---------- Recorded information
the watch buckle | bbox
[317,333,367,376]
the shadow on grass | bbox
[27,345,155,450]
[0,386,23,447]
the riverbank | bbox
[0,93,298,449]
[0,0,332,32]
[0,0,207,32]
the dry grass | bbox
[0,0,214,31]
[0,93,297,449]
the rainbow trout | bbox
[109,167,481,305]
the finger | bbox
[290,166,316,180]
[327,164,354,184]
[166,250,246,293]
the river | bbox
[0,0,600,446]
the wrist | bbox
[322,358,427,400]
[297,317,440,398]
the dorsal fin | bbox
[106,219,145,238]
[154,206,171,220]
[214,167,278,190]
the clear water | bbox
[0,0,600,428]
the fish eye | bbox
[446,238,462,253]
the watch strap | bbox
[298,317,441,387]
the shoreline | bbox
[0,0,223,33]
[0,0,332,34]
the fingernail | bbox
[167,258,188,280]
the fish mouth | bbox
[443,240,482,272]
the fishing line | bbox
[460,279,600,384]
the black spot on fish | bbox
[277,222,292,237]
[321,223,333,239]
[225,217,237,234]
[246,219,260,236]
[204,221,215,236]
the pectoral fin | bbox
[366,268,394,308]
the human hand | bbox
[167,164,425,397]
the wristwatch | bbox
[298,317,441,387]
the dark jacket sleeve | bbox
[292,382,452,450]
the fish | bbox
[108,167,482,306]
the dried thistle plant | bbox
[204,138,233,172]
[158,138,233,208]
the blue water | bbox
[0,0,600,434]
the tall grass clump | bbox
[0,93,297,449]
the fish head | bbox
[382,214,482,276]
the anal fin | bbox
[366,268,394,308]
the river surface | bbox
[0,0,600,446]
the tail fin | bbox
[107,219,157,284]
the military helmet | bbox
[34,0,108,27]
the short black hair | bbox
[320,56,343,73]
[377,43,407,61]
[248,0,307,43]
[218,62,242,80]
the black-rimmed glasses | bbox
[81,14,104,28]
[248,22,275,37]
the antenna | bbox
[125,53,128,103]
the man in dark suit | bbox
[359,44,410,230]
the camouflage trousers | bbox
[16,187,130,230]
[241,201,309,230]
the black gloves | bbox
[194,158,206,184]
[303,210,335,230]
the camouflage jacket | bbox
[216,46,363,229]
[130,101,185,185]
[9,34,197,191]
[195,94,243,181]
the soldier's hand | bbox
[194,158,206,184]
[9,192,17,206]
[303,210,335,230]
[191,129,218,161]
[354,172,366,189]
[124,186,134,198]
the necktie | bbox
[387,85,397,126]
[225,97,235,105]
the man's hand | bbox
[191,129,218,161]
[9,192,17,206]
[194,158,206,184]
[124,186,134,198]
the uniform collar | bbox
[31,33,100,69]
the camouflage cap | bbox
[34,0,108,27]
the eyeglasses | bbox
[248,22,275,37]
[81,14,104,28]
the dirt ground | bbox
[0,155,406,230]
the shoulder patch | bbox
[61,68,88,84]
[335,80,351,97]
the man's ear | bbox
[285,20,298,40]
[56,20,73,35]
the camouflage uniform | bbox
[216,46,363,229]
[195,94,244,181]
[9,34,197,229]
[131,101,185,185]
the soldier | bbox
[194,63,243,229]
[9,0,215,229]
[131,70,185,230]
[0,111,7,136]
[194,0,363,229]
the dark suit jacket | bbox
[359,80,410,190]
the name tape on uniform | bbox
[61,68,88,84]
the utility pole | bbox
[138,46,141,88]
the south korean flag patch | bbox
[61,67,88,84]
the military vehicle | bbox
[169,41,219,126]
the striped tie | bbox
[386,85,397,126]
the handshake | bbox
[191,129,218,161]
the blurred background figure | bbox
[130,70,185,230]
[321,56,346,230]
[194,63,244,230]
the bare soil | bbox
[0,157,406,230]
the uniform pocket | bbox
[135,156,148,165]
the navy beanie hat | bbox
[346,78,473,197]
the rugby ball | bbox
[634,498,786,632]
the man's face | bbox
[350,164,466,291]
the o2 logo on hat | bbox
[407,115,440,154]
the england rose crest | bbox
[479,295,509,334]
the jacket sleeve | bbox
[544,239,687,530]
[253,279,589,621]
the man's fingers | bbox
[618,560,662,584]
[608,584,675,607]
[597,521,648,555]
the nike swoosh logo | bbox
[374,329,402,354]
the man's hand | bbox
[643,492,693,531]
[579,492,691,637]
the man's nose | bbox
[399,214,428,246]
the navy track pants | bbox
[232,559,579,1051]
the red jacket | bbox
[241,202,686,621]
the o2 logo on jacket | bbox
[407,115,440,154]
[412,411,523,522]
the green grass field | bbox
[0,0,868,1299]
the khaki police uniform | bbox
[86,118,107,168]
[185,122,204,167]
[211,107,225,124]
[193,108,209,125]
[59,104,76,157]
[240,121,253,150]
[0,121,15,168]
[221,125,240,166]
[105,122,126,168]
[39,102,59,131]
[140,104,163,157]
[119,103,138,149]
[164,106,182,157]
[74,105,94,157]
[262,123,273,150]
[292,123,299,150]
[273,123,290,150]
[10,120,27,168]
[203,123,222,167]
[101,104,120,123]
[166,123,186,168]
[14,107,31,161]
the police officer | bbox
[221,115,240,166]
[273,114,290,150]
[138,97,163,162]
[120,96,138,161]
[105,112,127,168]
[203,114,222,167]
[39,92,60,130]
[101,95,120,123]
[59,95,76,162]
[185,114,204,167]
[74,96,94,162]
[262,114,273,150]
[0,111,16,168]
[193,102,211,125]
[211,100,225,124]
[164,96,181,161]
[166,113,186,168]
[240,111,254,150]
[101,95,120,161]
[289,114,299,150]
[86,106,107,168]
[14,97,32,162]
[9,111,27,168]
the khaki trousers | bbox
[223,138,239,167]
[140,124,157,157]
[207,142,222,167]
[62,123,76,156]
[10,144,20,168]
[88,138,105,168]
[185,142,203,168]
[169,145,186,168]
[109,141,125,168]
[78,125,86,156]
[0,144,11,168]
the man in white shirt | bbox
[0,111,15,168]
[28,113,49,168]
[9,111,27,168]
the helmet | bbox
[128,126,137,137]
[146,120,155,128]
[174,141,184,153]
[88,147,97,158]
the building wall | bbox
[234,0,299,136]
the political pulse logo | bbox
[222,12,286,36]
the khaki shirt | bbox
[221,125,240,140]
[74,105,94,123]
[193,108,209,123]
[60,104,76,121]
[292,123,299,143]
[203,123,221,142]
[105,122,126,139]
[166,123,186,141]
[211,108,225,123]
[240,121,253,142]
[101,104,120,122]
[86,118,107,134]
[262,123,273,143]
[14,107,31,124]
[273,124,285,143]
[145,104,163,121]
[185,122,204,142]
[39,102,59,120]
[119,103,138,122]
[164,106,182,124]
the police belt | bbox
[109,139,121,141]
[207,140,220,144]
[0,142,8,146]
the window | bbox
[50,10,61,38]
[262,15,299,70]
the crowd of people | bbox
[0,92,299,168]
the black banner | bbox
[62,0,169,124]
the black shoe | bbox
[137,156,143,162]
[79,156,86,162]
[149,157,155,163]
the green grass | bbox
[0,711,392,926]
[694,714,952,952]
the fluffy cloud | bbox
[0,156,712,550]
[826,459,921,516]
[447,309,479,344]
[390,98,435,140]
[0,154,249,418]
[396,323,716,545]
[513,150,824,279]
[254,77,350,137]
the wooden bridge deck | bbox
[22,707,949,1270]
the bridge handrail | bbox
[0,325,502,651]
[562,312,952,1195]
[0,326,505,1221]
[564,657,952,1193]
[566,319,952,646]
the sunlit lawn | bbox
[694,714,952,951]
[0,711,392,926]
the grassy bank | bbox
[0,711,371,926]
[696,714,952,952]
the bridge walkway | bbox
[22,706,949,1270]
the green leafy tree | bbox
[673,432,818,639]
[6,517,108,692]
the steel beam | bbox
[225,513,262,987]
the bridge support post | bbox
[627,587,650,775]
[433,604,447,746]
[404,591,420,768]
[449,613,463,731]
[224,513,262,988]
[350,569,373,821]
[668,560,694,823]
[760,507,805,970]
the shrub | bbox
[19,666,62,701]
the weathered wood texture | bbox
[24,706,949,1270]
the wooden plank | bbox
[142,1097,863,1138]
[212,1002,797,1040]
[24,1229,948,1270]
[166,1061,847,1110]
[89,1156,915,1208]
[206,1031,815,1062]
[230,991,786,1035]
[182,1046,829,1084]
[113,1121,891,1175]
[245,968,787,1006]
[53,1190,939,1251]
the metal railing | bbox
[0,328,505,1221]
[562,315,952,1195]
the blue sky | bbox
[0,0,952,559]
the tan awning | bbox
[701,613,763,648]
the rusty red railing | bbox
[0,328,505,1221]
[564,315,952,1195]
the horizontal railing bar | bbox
--------------------
• Given exercise:
Copy the entries from the line with "the tail fin | bbox" to the line with "[359,44,410,230]", keeping every line exactly the same.

• Response to this exercise:
the tail fin | bbox
[107,219,157,284]
the military helmet | bbox
[34,0,108,27]
the short black hair | bbox
[320,56,343,73]
[377,43,407,61]
[248,0,307,43]
[218,62,242,80]
the black-rimmed glasses | bbox
[81,14,104,28]
[248,22,275,37]
the antenna | bbox
[125,53,128,103]
the man in dark suit | bbox
[359,44,410,230]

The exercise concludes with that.